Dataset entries
════════════════
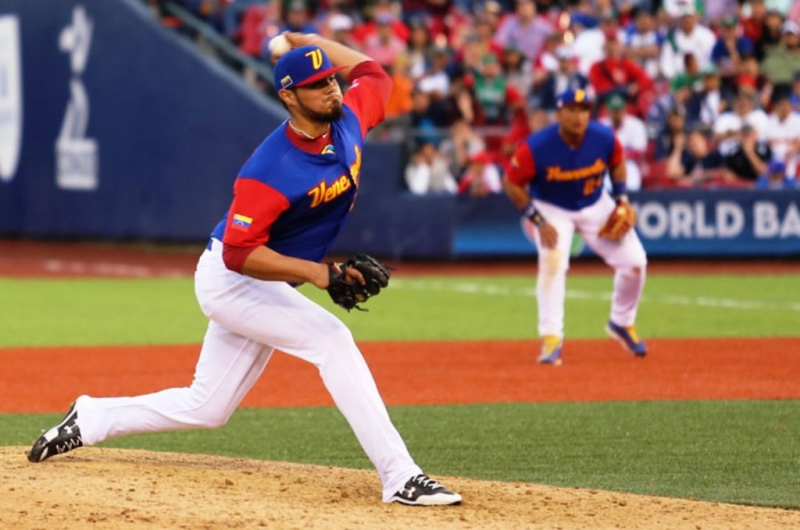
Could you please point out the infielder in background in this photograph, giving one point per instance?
(556, 180)
(291, 199)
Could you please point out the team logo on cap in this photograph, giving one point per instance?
(316, 58)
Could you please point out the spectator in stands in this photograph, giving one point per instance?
(296, 18)
(782, 61)
(748, 160)
(418, 46)
(728, 127)
(753, 25)
(706, 104)
(485, 31)
(794, 12)
(674, 124)
(565, 77)
(775, 178)
(524, 30)
(589, 37)
(794, 95)
(340, 29)
(752, 81)
(233, 15)
(434, 11)
(436, 80)
(731, 46)
(771, 32)
(534, 118)
(631, 134)
(689, 37)
(547, 62)
(384, 45)
(642, 42)
(426, 119)
(783, 133)
(427, 173)
(692, 160)
(620, 75)
(462, 144)
(481, 178)
(259, 22)
(518, 70)
(494, 95)
(715, 10)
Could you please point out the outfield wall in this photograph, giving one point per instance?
(113, 127)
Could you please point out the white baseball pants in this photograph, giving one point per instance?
(249, 319)
(627, 257)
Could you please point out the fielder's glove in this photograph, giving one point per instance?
(347, 292)
(621, 220)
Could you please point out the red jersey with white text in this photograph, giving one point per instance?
(570, 177)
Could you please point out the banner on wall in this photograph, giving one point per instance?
(671, 223)
(76, 155)
(720, 222)
(10, 97)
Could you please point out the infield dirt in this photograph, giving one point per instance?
(103, 488)
(127, 489)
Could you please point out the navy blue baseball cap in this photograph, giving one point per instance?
(574, 96)
(301, 66)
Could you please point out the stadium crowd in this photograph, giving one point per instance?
(700, 93)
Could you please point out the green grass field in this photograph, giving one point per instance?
(744, 452)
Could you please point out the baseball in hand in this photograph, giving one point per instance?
(278, 45)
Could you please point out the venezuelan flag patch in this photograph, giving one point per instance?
(241, 222)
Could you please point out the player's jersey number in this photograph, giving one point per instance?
(592, 184)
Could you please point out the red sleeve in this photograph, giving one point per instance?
(234, 257)
(370, 88)
(522, 168)
(597, 79)
(617, 155)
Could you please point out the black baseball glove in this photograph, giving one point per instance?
(347, 292)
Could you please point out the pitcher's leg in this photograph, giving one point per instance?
(551, 279)
(276, 314)
(227, 368)
(628, 287)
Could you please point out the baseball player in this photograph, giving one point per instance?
(556, 180)
(291, 199)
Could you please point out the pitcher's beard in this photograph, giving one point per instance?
(332, 115)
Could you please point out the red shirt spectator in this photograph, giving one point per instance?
(617, 74)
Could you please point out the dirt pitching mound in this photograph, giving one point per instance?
(112, 488)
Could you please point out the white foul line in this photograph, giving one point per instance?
(497, 290)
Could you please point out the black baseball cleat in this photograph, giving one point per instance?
(424, 491)
(62, 438)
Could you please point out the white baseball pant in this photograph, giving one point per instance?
(627, 257)
(249, 319)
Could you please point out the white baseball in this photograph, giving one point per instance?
(278, 45)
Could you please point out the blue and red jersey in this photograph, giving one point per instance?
(568, 176)
(294, 195)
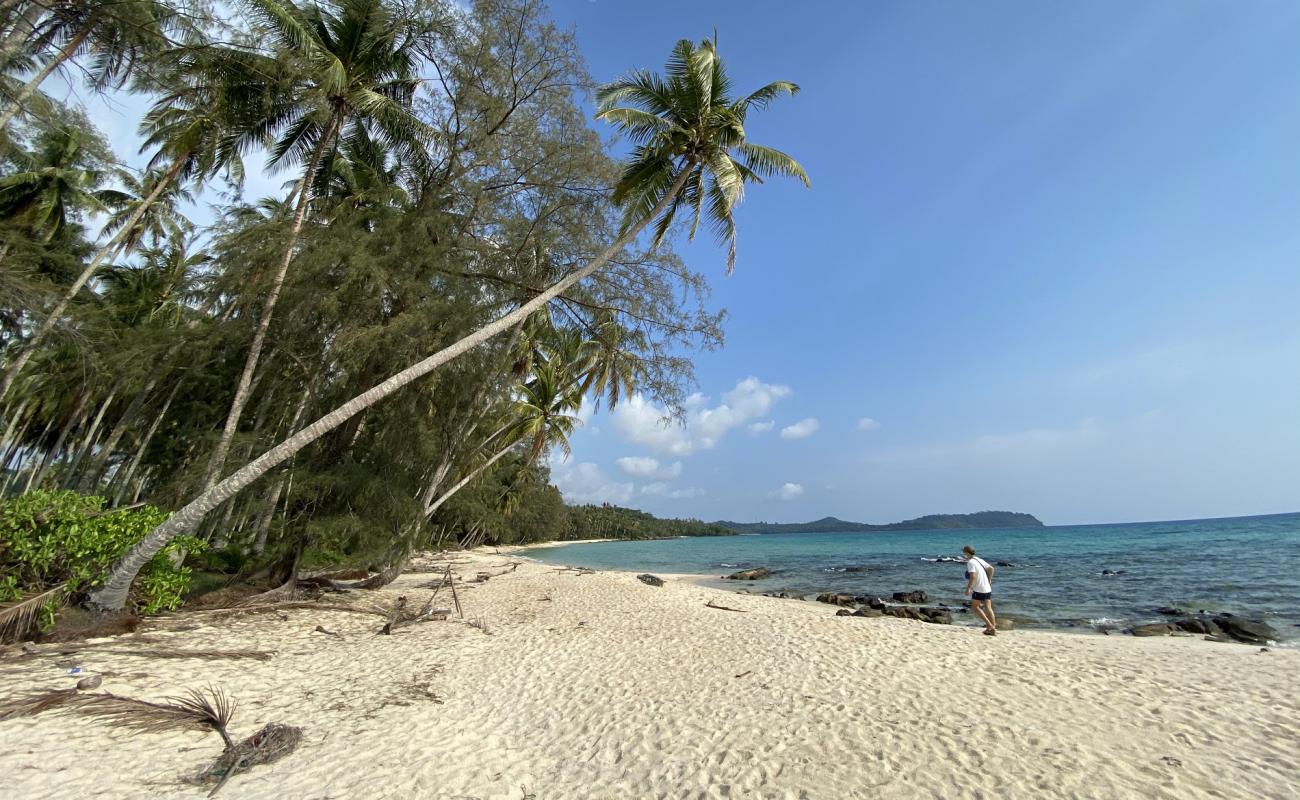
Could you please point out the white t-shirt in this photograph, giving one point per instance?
(978, 566)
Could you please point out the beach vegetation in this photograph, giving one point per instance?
(453, 238)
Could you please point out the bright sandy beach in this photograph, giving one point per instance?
(598, 686)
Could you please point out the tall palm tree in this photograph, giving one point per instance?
(610, 367)
(60, 178)
(542, 418)
(690, 133)
(147, 210)
(115, 34)
(199, 128)
(356, 66)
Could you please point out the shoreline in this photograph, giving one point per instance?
(562, 683)
(1019, 621)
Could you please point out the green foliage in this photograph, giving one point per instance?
(616, 522)
(50, 539)
(430, 213)
(931, 522)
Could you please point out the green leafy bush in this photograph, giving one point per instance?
(50, 539)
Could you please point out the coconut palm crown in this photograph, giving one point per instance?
(687, 120)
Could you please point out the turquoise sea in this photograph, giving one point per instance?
(1083, 578)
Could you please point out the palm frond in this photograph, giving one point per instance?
(30, 704)
(762, 98)
(20, 617)
(194, 712)
(770, 161)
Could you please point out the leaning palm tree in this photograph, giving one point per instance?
(689, 133)
(60, 178)
(112, 34)
(610, 366)
(356, 64)
(198, 128)
(542, 418)
(148, 211)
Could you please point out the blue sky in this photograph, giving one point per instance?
(1051, 250)
(1051, 254)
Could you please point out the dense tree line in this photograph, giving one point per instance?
(453, 240)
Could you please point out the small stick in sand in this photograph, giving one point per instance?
(454, 597)
(714, 605)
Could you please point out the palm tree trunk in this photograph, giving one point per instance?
(90, 479)
(112, 595)
(24, 25)
(100, 256)
(259, 337)
(432, 507)
(8, 431)
(76, 42)
(89, 442)
(73, 420)
(144, 444)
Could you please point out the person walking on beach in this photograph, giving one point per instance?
(979, 586)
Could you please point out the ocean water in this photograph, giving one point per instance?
(1248, 566)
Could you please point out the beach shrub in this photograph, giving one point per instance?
(64, 539)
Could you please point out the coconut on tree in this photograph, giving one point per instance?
(690, 154)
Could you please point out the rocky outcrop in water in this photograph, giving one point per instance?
(1221, 627)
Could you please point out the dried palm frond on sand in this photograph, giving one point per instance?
(267, 746)
(195, 710)
(20, 617)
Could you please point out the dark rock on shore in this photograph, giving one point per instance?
(921, 614)
(784, 593)
(1249, 631)
(918, 596)
(1218, 627)
(1156, 628)
(837, 600)
(755, 574)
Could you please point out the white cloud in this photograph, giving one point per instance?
(640, 466)
(685, 493)
(1032, 442)
(789, 491)
(801, 429)
(585, 483)
(662, 489)
(641, 422)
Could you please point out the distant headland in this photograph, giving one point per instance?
(931, 522)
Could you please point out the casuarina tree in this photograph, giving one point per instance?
(690, 154)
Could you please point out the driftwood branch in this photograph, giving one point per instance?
(714, 605)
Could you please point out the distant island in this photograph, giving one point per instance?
(615, 522)
(931, 522)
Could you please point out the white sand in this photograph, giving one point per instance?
(597, 686)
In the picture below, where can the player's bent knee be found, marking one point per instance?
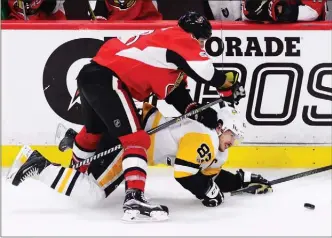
════════════════
EXERCISE GOAL
The records above, minus their pictures, are to be returned verbatim.

REPLY
Could you please point out the infielder in background in this photograph, giving one point per instance?
(556, 180)
(291, 199)
Could you please point out the team logo on cap in this photograph, giving one point per instance?
(316, 58)
Could you please point out the spectator in stands in this photograph, giving one point per instance?
(296, 18)
(782, 61)
(748, 160)
(418, 46)
(728, 127)
(753, 25)
(706, 104)
(485, 31)
(794, 12)
(674, 124)
(565, 77)
(775, 178)
(524, 30)
(589, 37)
(794, 95)
(340, 29)
(752, 81)
(233, 15)
(434, 11)
(436, 80)
(731, 46)
(771, 32)
(534, 118)
(631, 134)
(689, 37)
(547, 62)
(384, 45)
(642, 42)
(426, 119)
(783, 133)
(427, 173)
(692, 160)
(620, 75)
(462, 144)
(481, 178)
(259, 22)
(518, 70)
(494, 95)
(715, 10)
Could you please point out the outfield wall in this photograph, giving one point per instance?
(113, 127)
Could you please point out the white baseball pants in this photograph, giving one point per instance?
(249, 319)
(627, 257)
Could you please point out the fielder's glove in this photograph, giving one point per instance?
(347, 292)
(621, 220)
Could you please point out the red jersey with white text in this photograph, giving one point per instance?
(570, 177)
Could you please point out the banner on wall in this photograph, giving one point per instance?
(671, 223)
(76, 155)
(720, 222)
(10, 97)
Could you please point out the infield dirt in this photograph, giving one point per instance?
(103, 488)
(127, 489)
Could you please point out the navy blue baseball cap in this photograph, giving one point per instance?
(574, 96)
(301, 66)
Could you please point out the stadium crowd in this photograph, giving one point per instance?
(700, 93)
Could you please point out the green grass field in this photograph, giving one point per instance?
(744, 452)
Could you please point out the baseball in hand in this photograph, giving one point per instance?
(278, 45)
Could you please point out the venezuelan flag patch in this photograph, giving one point per instance?
(241, 222)
Could you please point out the player's jersey number in this photograph, giving one point per instance?
(592, 184)
Could you please point out the red sleeve in this photograph, giving one point per instance?
(234, 257)
(370, 88)
(522, 168)
(597, 79)
(617, 155)
Could you please point out the black baseball glove in this photograph, giving one point per instance?
(347, 292)
Could you please point out the pitcher's leg in this photograph, giving one point per instance?
(551, 279)
(276, 314)
(227, 368)
(628, 287)
Could you please point out the baseball player in this photograph, giving one point per instance?
(556, 180)
(291, 199)
Could you please point out the pitcher's beard in this photograph, giving one point per instance?
(332, 115)
Could you please point out the red shirt spectator in this photograph, giving one point per instance?
(617, 74)
Could you please point out the dirt pitching mound in this photograph, giving one point per instance?
(112, 488)
Could you please point out the white foul line in this photograph, giving one point per instance?
(497, 290)
Could you please point out the black baseball cleat in this photograph, giving one point per instance?
(424, 491)
(62, 438)
Could you please point out the white baseball pant in this photograph, giving one point per instance?
(627, 257)
(249, 319)
Could you please point out the white baseball in this photograph, giving one point per instance?
(278, 45)
Could you please point out the blue and red jersey in this photograph, giving one point per instance?
(568, 176)
(294, 195)
Could you please point out the white t-shirt in this photograph, giving one point per instance?
(978, 566)
Could you please point out the beach vegetation in this photograph, giving one point per instance?
(453, 238)
Could you please point out the bright sandy beach in this photograph, giving one point per instance?
(598, 686)
Could you please point out the tall palm tree in this photograph, giving one point per instance?
(610, 367)
(60, 178)
(542, 418)
(690, 133)
(147, 210)
(115, 34)
(199, 128)
(356, 66)
Could you please point out the shoreline in this photograph, giving one point per instance?
(562, 683)
(1019, 621)
Could you please point out the green foliage in this photograph, giving one point per instance?
(616, 522)
(50, 539)
(430, 213)
(931, 522)
Could you please point out the green leafy bush in this photograph, giving one point per instance?
(50, 539)
Could you please point out the coconut palm crown in this photograph, giving one point per instance?
(687, 120)
Could you please point out the turquoise sea in this photograph, giving one point per instance?
(1083, 578)
Could you please point out the palm frond in this photograph, giving one point per instance?
(30, 704)
(762, 98)
(20, 617)
(194, 712)
(770, 161)
Could you please point out the leaning palm tree in this photograph, giving one point per instance?
(689, 133)
(60, 178)
(112, 34)
(610, 366)
(356, 64)
(198, 128)
(542, 418)
(148, 211)
Could you please point out the blue sky in this photograph, giving one point per instance?
(1051, 250)
(1051, 254)
Could you please point out the dense tree line in this photograph, giving one point per instance?
(453, 240)
Could you please point out the small stick in sand in this photograph, giving one point per instance?
(454, 597)
(714, 605)
Could you please point out the palm tree trunk in this photograph, giving one point per instance?
(90, 479)
(112, 595)
(24, 25)
(100, 256)
(259, 337)
(432, 507)
(8, 431)
(76, 42)
(89, 442)
(73, 420)
(144, 444)
Could you please point out the person walking on beach in this photograph, giving one point per instance?
(979, 586)
Could you please point out the ocean water in this photograph, giving one point per instance?
(1248, 566)
Could you please point out the beach shrub in this photograph, giving one point per instance?
(64, 539)
Could you please point out the coconut on tree in this photograph, giving one point per instance?
(690, 154)
Could you please point out the rocky outcrop in water in this photograph, giving one point per instance?
(1221, 627)
Could you please point out the dried palm frond on sand in this photograph, giving one point per instance?
(267, 746)
(195, 710)
(20, 617)
Could you please point out the dark rock on shore in this photograph, giving one point per instance?
(921, 614)
(784, 593)
(1249, 631)
(918, 596)
(1218, 627)
(1156, 628)
(837, 600)
(755, 574)
Could you please point out the white cloud in this photograph, giving one point per instance?
(640, 466)
(685, 493)
(1032, 442)
(789, 491)
(801, 429)
(585, 483)
(662, 489)
(641, 422)
Could you please point out the distant headland in this photograph, giving one point per instance?
(931, 522)
Could you please point out the casuarina tree in this photograph, giving one point per instance?
(690, 154)
Could you please point out the driftwood branch in this photograph, giving one point per instance?
(714, 605)
Could you please point out the distant island in this photograph, giving one point per instance?
(615, 522)
(931, 522)
Could you please point out the white sand in this photograph, giving one point per instance?
(597, 686)
In the picture below, where can the player's bent knee be found, marking one point per instance?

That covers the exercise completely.